* Task prompt *
Your copy should match the entries below exactly, apart from the images.

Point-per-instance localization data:

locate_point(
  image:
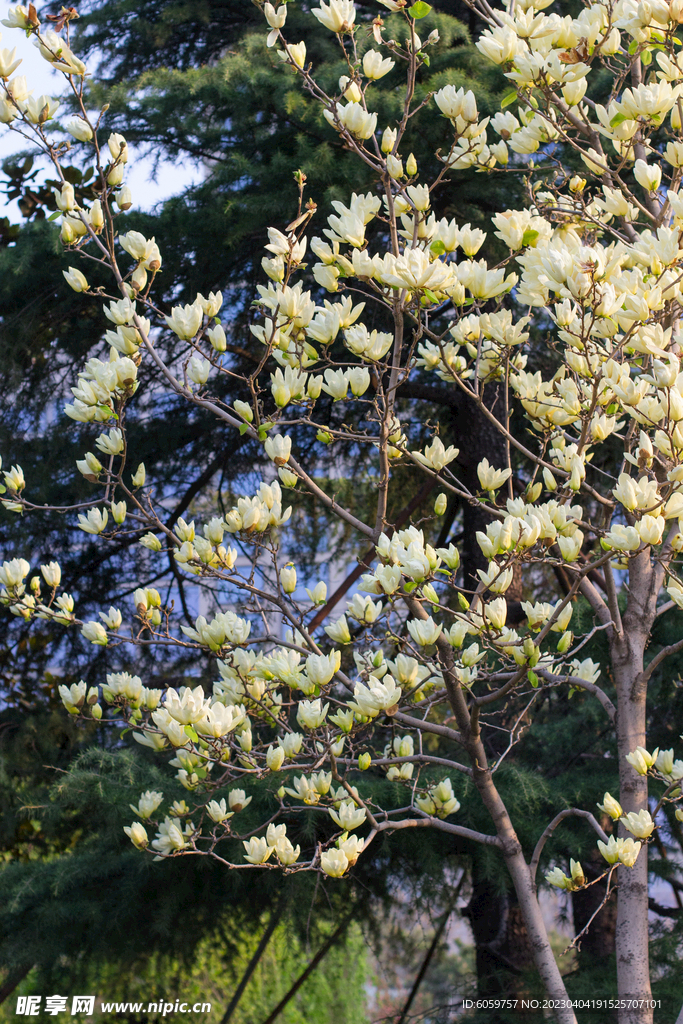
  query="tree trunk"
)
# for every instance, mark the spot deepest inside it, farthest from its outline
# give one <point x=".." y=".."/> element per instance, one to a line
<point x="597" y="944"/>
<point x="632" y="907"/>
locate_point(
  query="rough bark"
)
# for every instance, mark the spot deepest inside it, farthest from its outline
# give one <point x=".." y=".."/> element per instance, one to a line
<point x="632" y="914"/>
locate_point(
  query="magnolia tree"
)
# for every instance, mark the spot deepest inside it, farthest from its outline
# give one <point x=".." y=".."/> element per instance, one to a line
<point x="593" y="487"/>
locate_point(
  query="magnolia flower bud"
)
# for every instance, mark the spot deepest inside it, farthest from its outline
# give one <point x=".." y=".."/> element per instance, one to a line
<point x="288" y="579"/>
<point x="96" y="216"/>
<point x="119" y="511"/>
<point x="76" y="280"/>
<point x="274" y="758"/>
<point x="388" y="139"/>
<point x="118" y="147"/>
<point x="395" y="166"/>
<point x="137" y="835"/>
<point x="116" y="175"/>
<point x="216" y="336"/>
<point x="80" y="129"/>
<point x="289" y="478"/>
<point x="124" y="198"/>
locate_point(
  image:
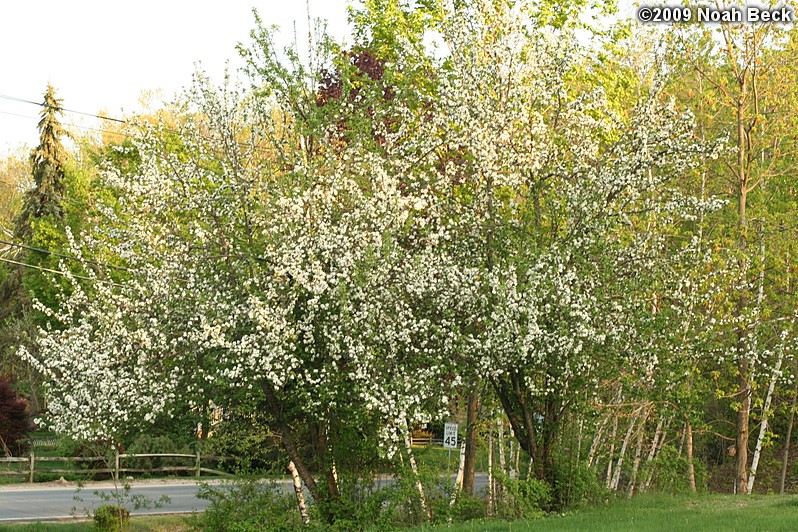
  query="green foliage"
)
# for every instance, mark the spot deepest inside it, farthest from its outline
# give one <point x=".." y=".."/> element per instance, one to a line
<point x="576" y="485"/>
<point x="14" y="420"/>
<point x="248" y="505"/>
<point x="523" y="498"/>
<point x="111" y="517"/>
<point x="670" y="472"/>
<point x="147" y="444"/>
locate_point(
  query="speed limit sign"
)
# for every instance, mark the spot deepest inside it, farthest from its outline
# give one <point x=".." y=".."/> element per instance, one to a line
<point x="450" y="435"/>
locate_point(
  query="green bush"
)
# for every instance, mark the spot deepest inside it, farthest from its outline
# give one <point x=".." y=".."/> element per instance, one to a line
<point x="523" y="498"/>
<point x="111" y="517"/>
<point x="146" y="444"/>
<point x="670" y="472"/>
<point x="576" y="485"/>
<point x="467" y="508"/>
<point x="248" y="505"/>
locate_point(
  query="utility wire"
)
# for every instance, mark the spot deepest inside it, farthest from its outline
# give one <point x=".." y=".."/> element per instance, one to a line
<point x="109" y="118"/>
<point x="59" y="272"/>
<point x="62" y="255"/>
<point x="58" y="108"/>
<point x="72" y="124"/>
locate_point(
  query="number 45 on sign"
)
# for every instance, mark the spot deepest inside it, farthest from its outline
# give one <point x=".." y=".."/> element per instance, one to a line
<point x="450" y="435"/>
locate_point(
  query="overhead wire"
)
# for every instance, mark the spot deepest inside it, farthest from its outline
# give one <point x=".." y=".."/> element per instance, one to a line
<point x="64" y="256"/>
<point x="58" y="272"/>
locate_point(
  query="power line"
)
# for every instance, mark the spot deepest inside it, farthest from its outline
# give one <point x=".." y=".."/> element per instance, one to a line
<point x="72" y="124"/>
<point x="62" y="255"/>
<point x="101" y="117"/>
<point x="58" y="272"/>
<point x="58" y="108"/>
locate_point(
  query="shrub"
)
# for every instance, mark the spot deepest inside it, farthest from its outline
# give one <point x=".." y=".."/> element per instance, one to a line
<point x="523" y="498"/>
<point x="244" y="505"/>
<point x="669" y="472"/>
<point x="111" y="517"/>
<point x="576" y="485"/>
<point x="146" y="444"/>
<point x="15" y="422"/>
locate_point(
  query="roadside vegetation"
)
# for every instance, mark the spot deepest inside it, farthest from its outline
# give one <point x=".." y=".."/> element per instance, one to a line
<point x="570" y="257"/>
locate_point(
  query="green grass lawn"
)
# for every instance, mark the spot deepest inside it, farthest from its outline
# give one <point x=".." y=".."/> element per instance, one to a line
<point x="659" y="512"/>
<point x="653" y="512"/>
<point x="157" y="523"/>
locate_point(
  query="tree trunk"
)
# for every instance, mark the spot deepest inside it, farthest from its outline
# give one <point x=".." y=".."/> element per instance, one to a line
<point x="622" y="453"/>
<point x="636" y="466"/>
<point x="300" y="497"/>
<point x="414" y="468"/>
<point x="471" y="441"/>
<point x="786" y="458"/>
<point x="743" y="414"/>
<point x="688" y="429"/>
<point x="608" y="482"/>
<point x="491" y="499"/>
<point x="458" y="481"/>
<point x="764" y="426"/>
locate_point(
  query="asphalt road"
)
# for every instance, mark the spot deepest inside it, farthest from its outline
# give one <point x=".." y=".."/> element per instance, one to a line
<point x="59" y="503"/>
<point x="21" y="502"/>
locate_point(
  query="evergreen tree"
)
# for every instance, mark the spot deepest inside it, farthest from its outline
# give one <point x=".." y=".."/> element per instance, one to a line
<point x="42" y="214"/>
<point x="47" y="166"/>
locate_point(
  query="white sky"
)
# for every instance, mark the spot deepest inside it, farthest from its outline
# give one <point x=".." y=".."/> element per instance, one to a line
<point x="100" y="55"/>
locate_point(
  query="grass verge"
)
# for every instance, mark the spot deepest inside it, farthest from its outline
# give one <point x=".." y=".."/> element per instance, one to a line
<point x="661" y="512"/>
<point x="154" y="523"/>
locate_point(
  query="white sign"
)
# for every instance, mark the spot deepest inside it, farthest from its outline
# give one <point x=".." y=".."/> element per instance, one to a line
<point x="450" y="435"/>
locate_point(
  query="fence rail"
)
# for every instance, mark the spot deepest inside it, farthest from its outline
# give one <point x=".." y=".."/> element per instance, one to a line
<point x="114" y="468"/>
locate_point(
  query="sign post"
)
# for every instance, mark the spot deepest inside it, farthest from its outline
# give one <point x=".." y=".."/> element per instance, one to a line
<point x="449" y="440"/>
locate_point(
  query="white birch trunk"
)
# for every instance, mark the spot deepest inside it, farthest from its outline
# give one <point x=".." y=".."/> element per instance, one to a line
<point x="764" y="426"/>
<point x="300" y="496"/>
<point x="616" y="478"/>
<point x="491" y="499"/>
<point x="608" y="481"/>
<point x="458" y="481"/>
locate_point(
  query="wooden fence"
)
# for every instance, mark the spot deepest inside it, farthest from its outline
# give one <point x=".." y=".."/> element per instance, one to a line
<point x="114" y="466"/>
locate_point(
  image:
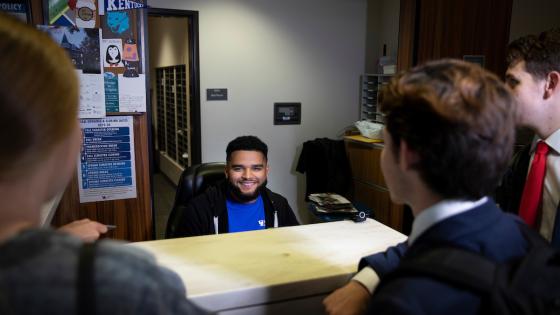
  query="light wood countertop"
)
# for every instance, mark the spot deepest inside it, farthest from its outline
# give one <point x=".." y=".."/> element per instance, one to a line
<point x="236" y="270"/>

* Solution to this problem *
locate_point(
  image:
  query="tree trunk"
)
# for every instance, mark the spot deepest inside it, farthest from its outline
# give one <point x=".." y=".."/> element per instance, one to a line
<point x="597" y="944"/>
<point x="632" y="907"/>
locate_point(
  query="rough bark"
)
# for every instance, mark the spot deepest inside it, farthest from its outline
# give one <point x=".." y=".."/> element per instance, one to a line
<point x="632" y="914"/>
locate_point(
  query="magnolia tree"
)
# for every instance, mark the spot deepest inside it, farthest from its outline
# give one <point x=".." y=".."/> element per instance, one to a line
<point x="593" y="487"/>
locate_point(
  query="magnolia flower bud"
)
# for every instance, mark the spot deepest inside it, farthest from its outline
# give one <point x=".." y=".."/> element per instance, one to a line
<point x="288" y="579"/>
<point x="96" y="216"/>
<point x="119" y="511"/>
<point x="76" y="280"/>
<point x="274" y="758"/>
<point x="388" y="139"/>
<point x="118" y="147"/>
<point x="395" y="166"/>
<point x="137" y="835"/>
<point x="116" y="175"/>
<point x="216" y="336"/>
<point x="80" y="129"/>
<point x="289" y="478"/>
<point x="124" y="198"/>
locate_point(
  image:
  query="green foliage"
)
# for every instance, mark the spot deepest inside it, farthest from its outline
# give one <point x=".." y=".."/> element per instance, one to a line
<point x="576" y="485"/>
<point x="14" y="420"/>
<point x="248" y="505"/>
<point x="523" y="498"/>
<point x="111" y="517"/>
<point x="670" y="472"/>
<point x="147" y="444"/>
locate_point(
  query="speed limit sign"
)
# for every instance, mark the spot deepest inside it, farthest from its outline
# give one <point x=".." y=".."/> element per instance, one to a line
<point x="450" y="435"/>
locate_point(
  query="green bush"
)
# for every instance, mark the spot deepest inside it, farthest from its outline
# give one <point x=".." y=".."/> element per instance, one to a line
<point x="523" y="498"/>
<point x="111" y="517"/>
<point x="146" y="444"/>
<point x="670" y="472"/>
<point x="576" y="485"/>
<point x="467" y="508"/>
<point x="248" y="505"/>
locate_point(
  query="utility wire"
)
# for every instance, mark the spot deepest inside it, farthest from its outline
# give one <point x=".." y=".."/> element per instance, one to a line
<point x="109" y="118"/>
<point x="59" y="272"/>
<point x="62" y="255"/>
<point x="58" y="108"/>
<point x="72" y="124"/>
locate_point(
  query="number 45 on sign"
)
# for every instance, mark the spot deepest inside it, farthest from its outline
# give one <point x=".." y=".."/> element per instance, one to a line
<point x="450" y="435"/>
locate_point(
  query="overhead wire"
)
# for every instance, mark the spot deepest inside it, farthest from its outline
# give one <point x=".." y=".."/> element per instance, one to a line
<point x="64" y="256"/>
<point x="58" y="272"/>
locate_point(
  query="power line"
)
# for every instance, mark the spot deepest inside it, farthest from its outline
# give one <point x=".." y=".."/> element per instance, one to a line
<point x="72" y="124"/>
<point x="62" y="255"/>
<point x="101" y="117"/>
<point x="58" y="272"/>
<point x="58" y="108"/>
locate_point(
  query="shrub"
)
# for every instance, mark the spot deepest inside it, farthest from its outline
# give one <point x=".." y=".."/> element per instance, one to a line
<point x="523" y="498"/>
<point x="244" y="505"/>
<point x="669" y="472"/>
<point x="111" y="517"/>
<point x="576" y="485"/>
<point x="146" y="444"/>
<point x="15" y="422"/>
locate_point(
  query="roadside vegetation"
)
# for every instance, mark the spot deepest inside it, farthest from its outline
# give one <point x=".." y=".."/> element per instance, one to a line
<point x="570" y="257"/>
locate_point(
  query="green grass lawn"
)
# for every instance, mark the spot deepest inside it, farthest from its outline
# give one <point x=".." y=".."/> element per instance, one to a line
<point x="659" y="512"/>
<point x="653" y="512"/>
<point x="157" y="523"/>
locate_point(
  query="tree trunk"
)
# for every instance, mark the spot deepest inside it, farthest from its outline
# give one <point x=".." y=".."/> element per instance, one to a line
<point x="622" y="453"/>
<point x="636" y="466"/>
<point x="300" y="497"/>
<point x="414" y="468"/>
<point x="471" y="441"/>
<point x="786" y="458"/>
<point x="743" y="414"/>
<point x="688" y="429"/>
<point x="608" y="482"/>
<point x="491" y="499"/>
<point x="458" y="481"/>
<point x="764" y="426"/>
locate_point(
  query="asphalt road"
)
# for every instance, mark the spot deepest inside it, farthest from its outline
# give one <point x=".." y=".."/> element per instance, one to a line
<point x="59" y="503"/>
<point x="21" y="502"/>
locate_point(
  query="evergreen tree"
)
# for every instance, mark the spot deepest inside it, farthest from its outline
# give one <point x=".." y=".."/> element per instance, one to a line
<point x="42" y="214"/>
<point x="47" y="166"/>
locate_point(
  query="white sky"
)
# for every instance, mark the spot deepest inside it, farthest from its outline
# give one <point x=".." y=".."/> element per instance, one to a line
<point x="100" y="55"/>
locate_point(
  query="grass verge"
)
# for every instance, mark the spot deepest inside it, farthest from its outline
# give one <point x=".." y=".."/> element per instance, one to a line
<point x="661" y="512"/>
<point x="154" y="523"/>
locate_point(
  query="white sign"
)
# for every instance, mark the spot deepest inside it, farthest from its outline
# give one <point x=".." y=".."/> element per instance, one to a line
<point x="450" y="435"/>
locate_point(
  query="fence rail"
)
# for every instance, mark the spot deepest inside it, farthest from its outline
# give one <point x=".." y=".."/> element per instance, one to a line
<point x="114" y="468"/>
locate_point(
  query="sign post"
)
# for every instance, mark the spot deepest inside it, farthest from its outline
# give one <point x=".." y=".."/> element per instance, one to a line
<point x="449" y="440"/>
locate_point(
  query="white birch trunk"
)
# for every instance, mark the spot deepest inside it, farthest from its outline
# give one <point x=".." y=".."/> element per instance, one to a line
<point x="764" y="426"/>
<point x="300" y="496"/>
<point x="616" y="478"/>
<point x="491" y="499"/>
<point x="608" y="481"/>
<point x="458" y="481"/>
locate_point(
  query="wooden fence"
)
# for every instance, mark the spot deepest inside it, farthest from its outline
# give one <point x=".." y=".."/> element per instance, one to a line
<point x="114" y="466"/>
locate_point(
  image:
  query="light wood countertop"
)
# for every instance, mark the spot deepest inside it, farthest from its outline
# give one <point x=".." y=".."/> element per instance, one to a line
<point x="236" y="270"/>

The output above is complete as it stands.